**EXERCISE TASKS:**
[1] Using the excerpt about Jim and the bottled water, answer these:
(a) How hot was it in the parking lot?
(b) Who paid for the two bottles?
(c) According to Jim, who started putting fluoride in water?
[2] Carry on the story of Jim and the bottled water, picking up right after its final sentence.

Jim had strange views about water fluoridation. Because it was 95 degrees and sunny, and because we were standing in a shadeless parking lot in the height of the afternoon, vendors selling bottled water were doing a brisk business. When one approached us, pulling his wares in a red wagon, Jim asked if the water had come from Nestlé. The vendor looked at one of the bottles he was selling and seemed relieved that they weren’t Nestlé. Jim bought two.

“Don’t buy Nestlé shit, it’s got fluoride in it,” Jim said to me, handing me a bottle.

I tried to pay, but Jim wouldn’t have it. I asked him why Nestlé would put fluoride in their bottled water.

“Trying to dumb us down so we don’t vote for Trump,” he said, only half-joking. “Do you know history? Hitler started it.”

I asked why Hitler had put fluoride in the water. I had no idea how long we’d be in line, so there was time to kill.

“To dumb down the people,” Jim said. “Make them lethargic.” Now Jim looked into the sky again, at the trails of the passing jets. “Then they spray the shit in the sky. Double whammy. They’re actually spraying that with our air force. I wish they were still serving their country, but … ” He sighed and took a pull on his fluoride-free H20.

**PROVIDED MATERIAL:**
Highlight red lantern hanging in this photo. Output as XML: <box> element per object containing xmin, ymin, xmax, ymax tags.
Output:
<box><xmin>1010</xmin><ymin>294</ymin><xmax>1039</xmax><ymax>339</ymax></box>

**RESPONSES TO THE TASKS:**
[1]
(a) 95 degrees
(b) Jim
(c) Hitler

[2]
In the background, the soundtrack was provided by a man named Kraig Moss, a very kind and gentle older man with a guitar and a terrible story to tell. He was dressed like a cowboy, in jeans, boots, a denim vest and a worn-out hat, and had planted a small sound system on the lot, connected to a microphone. Moss has followed Trump’s rallies around the country, playing songs he has written, all of them available on a CD he was selling called Donald Trump for President.

“My name is Kraig Moss,” he said into the microphone, talking over a recording of one of his songs, “Trump Train”. “I’m from Oswego, New York. I wrote this song and many others that are on this CD. On 6 January 2014 I lost my son to a heroin-fentanyl overdose. That was in Oswego. And I talk to the kids about the ongoing heroin epidemic. How available it is. And how important it is to stay away. I’m supporting myself out here. I’m not independently wealthy. I don’t get any help from the campaign. I just come to get the folks riled up. Talk to ’em, play a little music, and then on to the next rally. I been to 33 of ’em.”

I bought two CDs from Kraig and I gave one to Jim. The songs were country songs, with titles including “Save Our Nation”, “Americans Will Win”, “Trump Chant Short” and “Trump Chant Long”.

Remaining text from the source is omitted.